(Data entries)
###
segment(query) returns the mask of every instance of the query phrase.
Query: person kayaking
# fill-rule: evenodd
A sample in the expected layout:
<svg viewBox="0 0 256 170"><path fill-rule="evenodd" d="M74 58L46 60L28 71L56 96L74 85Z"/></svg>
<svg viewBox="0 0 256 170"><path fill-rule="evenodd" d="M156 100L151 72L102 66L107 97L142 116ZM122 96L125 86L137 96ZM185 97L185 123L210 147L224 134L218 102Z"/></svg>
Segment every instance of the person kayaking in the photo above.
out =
###
Exercise directions |
Copy these records line for line, with no changes.

Answer to this problem |
segment(query) returns the mask of every instance of the query phrase.
Query: person kayaking
# fill-rule: evenodd
A sample in the expected layout:
<svg viewBox="0 0 256 170"><path fill-rule="evenodd" d="M74 58L46 60L28 71L56 96L74 85Z"/></svg>
<svg viewBox="0 0 256 170"><path fill-rule="evenodd" d="M156 100L151 72L102 66L107 97L142 116ZM122 96L125 86L137 96ZM185 97L185 123L210 147L224 134L218 102Z"/></svg>
Segment every instance of the person kayaking in the photo above.
out =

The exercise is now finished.